**Problem to work on:**
Pick out each line in the items below that contains the word "step" and copy those lines.

**Data to process:**
========================================

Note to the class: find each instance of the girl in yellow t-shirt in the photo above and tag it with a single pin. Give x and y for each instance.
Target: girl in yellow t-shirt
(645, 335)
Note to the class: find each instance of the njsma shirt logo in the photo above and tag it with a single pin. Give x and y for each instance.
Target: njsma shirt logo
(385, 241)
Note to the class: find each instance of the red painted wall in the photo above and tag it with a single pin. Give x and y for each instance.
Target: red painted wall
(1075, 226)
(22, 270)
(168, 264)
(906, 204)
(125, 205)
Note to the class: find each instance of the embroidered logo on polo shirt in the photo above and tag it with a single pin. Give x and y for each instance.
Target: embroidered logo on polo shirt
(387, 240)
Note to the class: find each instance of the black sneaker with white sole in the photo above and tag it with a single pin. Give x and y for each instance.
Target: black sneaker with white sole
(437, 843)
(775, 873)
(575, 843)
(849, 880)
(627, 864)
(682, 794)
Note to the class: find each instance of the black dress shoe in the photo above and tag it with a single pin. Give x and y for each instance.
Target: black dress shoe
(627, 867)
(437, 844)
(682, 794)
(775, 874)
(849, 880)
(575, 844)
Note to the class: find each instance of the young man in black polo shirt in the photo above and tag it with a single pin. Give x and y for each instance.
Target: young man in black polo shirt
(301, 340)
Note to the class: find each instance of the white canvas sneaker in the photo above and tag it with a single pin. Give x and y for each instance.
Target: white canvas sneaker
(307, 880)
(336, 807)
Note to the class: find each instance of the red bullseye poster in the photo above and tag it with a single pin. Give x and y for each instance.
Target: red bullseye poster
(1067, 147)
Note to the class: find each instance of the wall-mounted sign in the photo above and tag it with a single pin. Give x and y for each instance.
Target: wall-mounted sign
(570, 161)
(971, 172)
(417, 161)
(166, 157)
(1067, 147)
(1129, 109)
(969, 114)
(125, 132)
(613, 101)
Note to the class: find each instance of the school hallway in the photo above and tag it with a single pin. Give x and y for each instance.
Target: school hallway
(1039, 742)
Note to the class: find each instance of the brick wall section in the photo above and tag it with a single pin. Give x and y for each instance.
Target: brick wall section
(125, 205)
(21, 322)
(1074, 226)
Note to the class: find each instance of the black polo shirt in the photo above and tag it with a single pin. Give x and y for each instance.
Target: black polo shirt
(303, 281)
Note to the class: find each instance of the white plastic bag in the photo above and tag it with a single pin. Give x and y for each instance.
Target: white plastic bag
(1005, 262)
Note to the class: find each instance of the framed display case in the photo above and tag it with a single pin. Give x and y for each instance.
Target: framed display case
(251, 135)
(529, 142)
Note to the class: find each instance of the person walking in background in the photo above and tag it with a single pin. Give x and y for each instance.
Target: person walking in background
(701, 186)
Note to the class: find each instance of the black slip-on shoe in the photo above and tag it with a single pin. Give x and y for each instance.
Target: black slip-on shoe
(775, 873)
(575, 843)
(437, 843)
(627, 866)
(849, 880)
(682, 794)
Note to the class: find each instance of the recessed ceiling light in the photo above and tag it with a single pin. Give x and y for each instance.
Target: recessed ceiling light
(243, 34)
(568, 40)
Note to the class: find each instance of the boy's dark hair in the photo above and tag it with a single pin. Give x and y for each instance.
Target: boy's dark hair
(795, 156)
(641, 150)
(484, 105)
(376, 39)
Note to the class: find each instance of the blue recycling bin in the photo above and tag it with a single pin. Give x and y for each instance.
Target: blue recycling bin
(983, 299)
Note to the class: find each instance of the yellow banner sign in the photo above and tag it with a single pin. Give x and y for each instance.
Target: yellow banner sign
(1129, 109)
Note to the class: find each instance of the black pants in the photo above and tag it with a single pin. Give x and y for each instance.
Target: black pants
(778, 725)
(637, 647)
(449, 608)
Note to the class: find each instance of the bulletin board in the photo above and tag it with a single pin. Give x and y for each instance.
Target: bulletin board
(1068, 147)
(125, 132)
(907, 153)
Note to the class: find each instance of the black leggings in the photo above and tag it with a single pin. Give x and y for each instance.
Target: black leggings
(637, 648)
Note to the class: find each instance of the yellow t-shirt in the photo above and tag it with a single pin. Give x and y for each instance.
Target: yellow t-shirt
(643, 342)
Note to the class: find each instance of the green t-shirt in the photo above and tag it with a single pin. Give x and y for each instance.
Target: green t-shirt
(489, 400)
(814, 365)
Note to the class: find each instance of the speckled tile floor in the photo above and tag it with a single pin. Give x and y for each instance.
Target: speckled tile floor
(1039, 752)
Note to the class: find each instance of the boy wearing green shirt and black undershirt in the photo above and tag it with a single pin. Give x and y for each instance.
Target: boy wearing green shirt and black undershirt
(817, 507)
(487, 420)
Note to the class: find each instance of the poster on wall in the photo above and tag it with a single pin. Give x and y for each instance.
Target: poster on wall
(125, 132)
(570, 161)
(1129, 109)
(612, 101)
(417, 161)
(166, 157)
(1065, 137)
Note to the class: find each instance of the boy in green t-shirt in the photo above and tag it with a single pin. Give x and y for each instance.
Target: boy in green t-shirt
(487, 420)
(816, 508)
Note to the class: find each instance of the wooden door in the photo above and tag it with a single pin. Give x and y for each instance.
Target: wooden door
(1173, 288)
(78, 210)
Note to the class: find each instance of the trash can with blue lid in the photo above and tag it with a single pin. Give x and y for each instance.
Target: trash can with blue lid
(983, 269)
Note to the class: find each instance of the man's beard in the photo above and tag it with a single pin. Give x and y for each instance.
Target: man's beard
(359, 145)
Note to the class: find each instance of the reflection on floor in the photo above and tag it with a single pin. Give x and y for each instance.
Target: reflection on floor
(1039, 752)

========================================

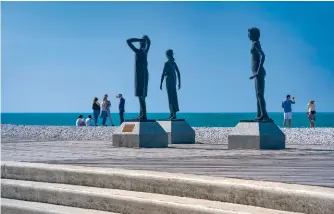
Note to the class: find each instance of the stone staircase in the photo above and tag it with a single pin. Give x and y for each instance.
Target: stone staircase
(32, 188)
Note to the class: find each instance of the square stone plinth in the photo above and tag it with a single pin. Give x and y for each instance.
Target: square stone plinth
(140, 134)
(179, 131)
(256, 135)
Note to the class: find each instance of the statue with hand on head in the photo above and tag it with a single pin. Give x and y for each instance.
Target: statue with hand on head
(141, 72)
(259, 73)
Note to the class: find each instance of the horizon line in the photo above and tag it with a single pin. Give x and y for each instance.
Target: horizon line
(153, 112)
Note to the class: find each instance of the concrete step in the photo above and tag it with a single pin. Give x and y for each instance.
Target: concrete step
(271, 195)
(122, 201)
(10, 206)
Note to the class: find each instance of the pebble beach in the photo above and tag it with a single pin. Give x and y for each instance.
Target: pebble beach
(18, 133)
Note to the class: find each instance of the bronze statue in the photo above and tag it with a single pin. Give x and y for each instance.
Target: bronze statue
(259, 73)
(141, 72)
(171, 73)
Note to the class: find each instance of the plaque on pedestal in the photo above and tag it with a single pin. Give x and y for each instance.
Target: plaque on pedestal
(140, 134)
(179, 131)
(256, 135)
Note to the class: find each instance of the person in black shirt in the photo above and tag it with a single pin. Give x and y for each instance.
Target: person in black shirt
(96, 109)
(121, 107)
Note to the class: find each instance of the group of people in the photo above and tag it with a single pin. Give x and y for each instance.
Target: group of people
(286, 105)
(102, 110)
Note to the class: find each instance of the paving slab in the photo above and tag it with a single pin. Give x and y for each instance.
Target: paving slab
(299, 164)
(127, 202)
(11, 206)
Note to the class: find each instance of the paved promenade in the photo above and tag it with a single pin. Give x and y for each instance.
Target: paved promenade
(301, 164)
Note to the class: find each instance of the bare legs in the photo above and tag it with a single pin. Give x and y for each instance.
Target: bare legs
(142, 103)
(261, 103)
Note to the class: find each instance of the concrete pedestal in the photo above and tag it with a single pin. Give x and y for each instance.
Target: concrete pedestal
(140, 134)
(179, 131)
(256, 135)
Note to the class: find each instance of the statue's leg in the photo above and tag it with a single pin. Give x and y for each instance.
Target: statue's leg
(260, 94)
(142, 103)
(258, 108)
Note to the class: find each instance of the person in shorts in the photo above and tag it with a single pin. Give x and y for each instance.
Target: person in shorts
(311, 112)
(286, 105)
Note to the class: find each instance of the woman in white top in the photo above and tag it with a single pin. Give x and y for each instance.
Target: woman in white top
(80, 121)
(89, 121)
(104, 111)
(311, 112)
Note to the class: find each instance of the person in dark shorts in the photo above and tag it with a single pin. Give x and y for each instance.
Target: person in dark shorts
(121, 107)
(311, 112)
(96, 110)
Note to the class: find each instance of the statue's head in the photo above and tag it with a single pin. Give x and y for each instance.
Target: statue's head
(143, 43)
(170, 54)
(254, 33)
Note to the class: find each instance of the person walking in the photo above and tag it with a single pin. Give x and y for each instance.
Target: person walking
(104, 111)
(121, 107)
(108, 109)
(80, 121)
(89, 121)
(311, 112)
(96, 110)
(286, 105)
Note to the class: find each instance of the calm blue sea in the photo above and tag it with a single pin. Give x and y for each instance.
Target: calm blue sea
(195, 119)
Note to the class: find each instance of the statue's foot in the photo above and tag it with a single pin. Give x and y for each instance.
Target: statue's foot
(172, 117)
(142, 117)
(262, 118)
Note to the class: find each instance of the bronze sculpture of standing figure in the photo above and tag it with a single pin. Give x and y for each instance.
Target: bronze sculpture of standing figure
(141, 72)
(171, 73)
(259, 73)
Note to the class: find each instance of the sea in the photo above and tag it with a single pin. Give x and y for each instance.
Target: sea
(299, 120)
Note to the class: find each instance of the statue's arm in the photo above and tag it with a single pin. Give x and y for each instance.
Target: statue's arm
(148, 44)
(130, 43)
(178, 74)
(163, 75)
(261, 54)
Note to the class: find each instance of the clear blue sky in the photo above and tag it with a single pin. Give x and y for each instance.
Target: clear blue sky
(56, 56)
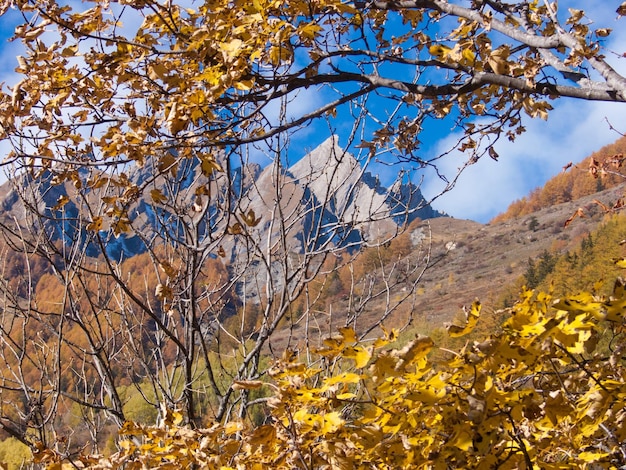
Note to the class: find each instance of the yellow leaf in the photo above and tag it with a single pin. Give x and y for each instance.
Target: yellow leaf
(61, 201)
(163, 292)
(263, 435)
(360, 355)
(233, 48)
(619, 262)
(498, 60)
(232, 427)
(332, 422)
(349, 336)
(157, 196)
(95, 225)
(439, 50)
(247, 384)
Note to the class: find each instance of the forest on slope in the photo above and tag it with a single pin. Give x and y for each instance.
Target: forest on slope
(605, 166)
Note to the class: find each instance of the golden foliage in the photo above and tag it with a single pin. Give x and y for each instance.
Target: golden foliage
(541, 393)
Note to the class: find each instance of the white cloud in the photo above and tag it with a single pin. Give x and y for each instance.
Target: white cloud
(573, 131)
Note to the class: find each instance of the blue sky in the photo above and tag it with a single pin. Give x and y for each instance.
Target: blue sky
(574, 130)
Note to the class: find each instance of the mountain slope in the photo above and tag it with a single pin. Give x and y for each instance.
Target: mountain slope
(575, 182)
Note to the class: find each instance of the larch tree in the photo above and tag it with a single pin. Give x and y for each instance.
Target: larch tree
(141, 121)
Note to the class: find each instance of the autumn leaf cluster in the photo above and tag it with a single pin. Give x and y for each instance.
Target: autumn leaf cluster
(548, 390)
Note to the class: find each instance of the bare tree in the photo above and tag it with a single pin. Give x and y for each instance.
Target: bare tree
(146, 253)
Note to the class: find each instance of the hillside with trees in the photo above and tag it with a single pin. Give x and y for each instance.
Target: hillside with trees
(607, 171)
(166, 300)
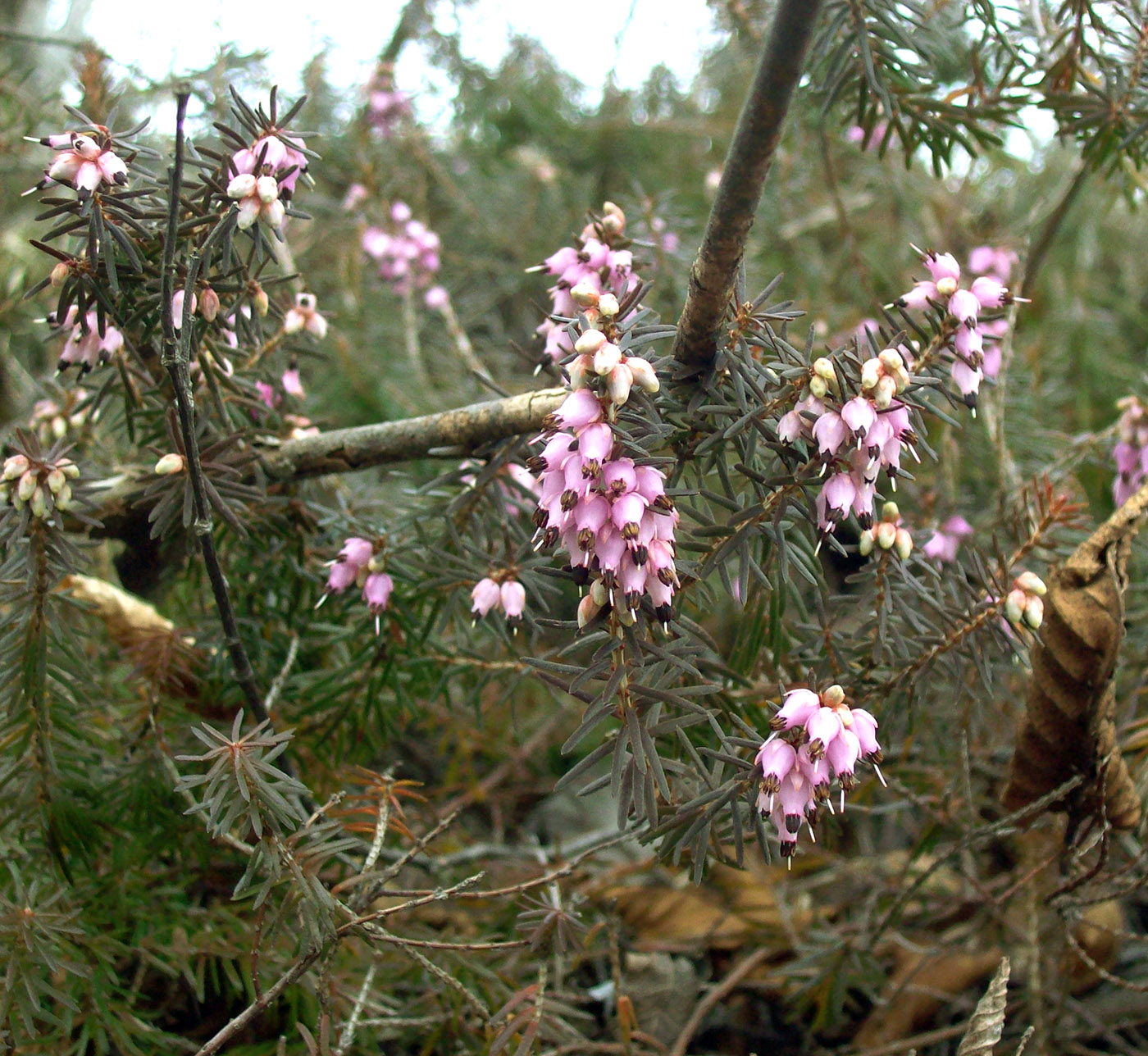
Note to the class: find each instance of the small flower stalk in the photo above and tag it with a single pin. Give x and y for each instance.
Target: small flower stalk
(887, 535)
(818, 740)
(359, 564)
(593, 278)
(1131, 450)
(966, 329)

========================================

**Task output:**
Note to the class: find each instance of the concrete step in the photo above and tag it with a single pin. Give x and y for each instance.
Target: concrete step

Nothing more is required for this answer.